• Exercise requirements:
A - Reproduce the passage from the mailing list message about storing usernames and URLs in pass, beginning at the words "- It still imposes" and stopping after "formatting choice nonetheless).".
B - Carry on the mailing list message about storing usernames and URLs in pass, picking up after its final sentence.

• Extract provided:
• • • • • • •

[pass] copying usernames and urls

Matthieu Weber mweber at free.fr
Wed Apr 30 09:30:15 CEST 2014

On Tue 29.04.2014 at 10:06:28PM +0200, Jason A. Donenfeld wrote:
> On Tue, Apr 29, 2014 at 8:44 PM, Matthieu Weber <mweber at free.fr> wrote:
> > Because these fields are closely related and keeping them in separate
> > files, even though it is technically possible, makes no sense imho.
> While I see several reasons why using the filesystem might not be
> desired, what you've said completely fails to present an argument even
> remotely compelling. See if you can flesh this out a bit more.

- It uses directories to represent both the credentials (login,
password, url) for a given service and groups of such credentials which
are logically different concepts.

- It clutters the tree with a lot of repeating names. Using tree -d as
you suggested is not a generic solution, since it assumes that filenames
contain no meaningful information, thus restricting the user's choices
for naming/organizing data in the filesystem.

- It forces to handle separately pieces of data that one wants
to keep close together (e.g., renaming the directory requires 3 separate
git mv operations which need to succeed atomically). This in turn requires a
specific tool to ensure the atomicity of the operation, or force the
user to manually handle multiple files, leaving the opportunity to make

- It still imposes a given format to the data since you still have a
key-value structure (filename being the key, file content being the
value). And it's actually more complicated to have multivalued fields
(since you don't want to impose any format, you must give the
possibility to have such a possibility even though I'm not sure if it's
really useful), unless you put multiple values in a given file, but then
you must choose a format to separate those multiple values (newlines as
a separator is a logical choice, it is a file formatting choice nonetheless).

• • • • • • •

• Data listing:
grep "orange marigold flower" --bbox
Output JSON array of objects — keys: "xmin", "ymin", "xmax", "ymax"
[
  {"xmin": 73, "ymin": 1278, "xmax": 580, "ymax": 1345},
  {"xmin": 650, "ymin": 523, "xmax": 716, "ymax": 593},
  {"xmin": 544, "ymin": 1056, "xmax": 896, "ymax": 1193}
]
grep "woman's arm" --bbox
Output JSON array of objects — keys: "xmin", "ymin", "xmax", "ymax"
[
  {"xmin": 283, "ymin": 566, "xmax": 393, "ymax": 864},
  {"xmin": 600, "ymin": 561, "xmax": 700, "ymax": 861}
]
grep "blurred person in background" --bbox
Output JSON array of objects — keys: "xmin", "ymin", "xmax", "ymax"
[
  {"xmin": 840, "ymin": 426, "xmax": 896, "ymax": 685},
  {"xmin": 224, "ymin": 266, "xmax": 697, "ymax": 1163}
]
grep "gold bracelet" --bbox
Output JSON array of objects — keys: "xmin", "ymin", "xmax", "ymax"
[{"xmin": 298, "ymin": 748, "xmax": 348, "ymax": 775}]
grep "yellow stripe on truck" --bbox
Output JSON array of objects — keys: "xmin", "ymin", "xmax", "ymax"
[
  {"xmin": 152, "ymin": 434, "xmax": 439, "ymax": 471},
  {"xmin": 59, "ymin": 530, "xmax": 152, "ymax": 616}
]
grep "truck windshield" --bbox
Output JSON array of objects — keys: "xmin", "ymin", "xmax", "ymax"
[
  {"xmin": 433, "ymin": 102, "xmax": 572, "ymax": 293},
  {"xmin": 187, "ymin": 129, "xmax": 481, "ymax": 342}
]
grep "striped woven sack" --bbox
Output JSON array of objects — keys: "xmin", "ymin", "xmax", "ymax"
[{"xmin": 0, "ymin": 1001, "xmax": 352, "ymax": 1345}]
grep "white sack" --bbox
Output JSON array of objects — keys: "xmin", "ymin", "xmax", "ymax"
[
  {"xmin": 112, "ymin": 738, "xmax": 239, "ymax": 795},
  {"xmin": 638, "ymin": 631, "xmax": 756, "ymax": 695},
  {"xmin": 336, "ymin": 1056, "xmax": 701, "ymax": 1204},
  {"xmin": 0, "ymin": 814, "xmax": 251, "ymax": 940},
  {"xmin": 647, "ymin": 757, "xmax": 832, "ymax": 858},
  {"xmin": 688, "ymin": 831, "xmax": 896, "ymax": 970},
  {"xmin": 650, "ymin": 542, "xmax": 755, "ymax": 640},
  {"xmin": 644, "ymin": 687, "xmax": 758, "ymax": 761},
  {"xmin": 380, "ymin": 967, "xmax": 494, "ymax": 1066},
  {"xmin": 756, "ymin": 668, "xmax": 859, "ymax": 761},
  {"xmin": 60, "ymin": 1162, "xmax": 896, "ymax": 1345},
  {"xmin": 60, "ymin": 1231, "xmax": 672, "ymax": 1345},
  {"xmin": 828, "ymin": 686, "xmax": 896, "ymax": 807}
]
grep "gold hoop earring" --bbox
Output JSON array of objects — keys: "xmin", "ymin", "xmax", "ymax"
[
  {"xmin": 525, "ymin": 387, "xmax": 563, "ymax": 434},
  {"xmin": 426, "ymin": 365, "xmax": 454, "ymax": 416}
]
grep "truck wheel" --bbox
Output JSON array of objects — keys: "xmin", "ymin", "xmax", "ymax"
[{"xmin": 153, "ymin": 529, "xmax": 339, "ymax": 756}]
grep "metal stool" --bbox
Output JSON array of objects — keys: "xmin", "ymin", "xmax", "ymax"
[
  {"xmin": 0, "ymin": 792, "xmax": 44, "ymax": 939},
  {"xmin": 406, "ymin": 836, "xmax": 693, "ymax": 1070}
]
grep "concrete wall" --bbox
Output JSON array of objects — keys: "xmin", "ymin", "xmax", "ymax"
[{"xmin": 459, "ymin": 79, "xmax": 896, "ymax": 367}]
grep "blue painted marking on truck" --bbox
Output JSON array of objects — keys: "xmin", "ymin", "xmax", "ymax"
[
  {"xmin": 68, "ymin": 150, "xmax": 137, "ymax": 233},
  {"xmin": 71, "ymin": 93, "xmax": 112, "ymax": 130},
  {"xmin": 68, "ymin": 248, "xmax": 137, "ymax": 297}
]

• • • • • • •

• Results:
A -
- It still imposes a given format to the data since you still have a
key-value structure (filename being the key, file content being the
value). And it's actually more complicated to have multivalued fields
(since you don't want to impose any format, you must give the
possibility to have such a possibility even though I'm not sure if it's
really useful), unless you put multiple values in a given file, but then
you must choose a format to separate those multiple values (newlines as
a separator is a logical choice, it is a file formatting choice nonetheless).

B -
- It exposes the structure of the credentials (i.e, an observer of the
repository can see what are the credentials composed of, even if the
values are encrypted).

Pass already makes assumptions about the format of the file:
line-separated data, first data is the password. It could simply ignore
whatever comes after the first newline, and rely on third-party programs
(frontends, plugins, whatever) to interpret the rest of the file
whichever way the user likes it. Which is exactly what pass currently

I would even go further, as I explained elsewhere already: remove from
pass the capability to copy stuff to the clipboard and the capability to
generate a password, and delegate this to a frontend (I'm not sure what
to do with the edit feature, it doesn't belong in this core-pass, but I
would still keep it as an emergency-repair tool). Just keep the
encryption and file-manipulation features (including git): pass thus
becomes a tool that manipulates files, shows the content of a file,
and allows to replace the whole content of a file at once, wihtout
making *any* kind of assumption about its content. For real, this time.

 (~._.~)            Matthieu Weber - mweber at free.fr              (~._.~)
  ( ? )                http://weber.fi.eu.org/                    ( ? ) 
 ()- -()          public key id : 0x85CB340EFCD5E0B3             ()- -()
 (_)-(_) "Humor ist, wenn man trotzdem lacht (Otto J. Bierbaum)" (_)-(_)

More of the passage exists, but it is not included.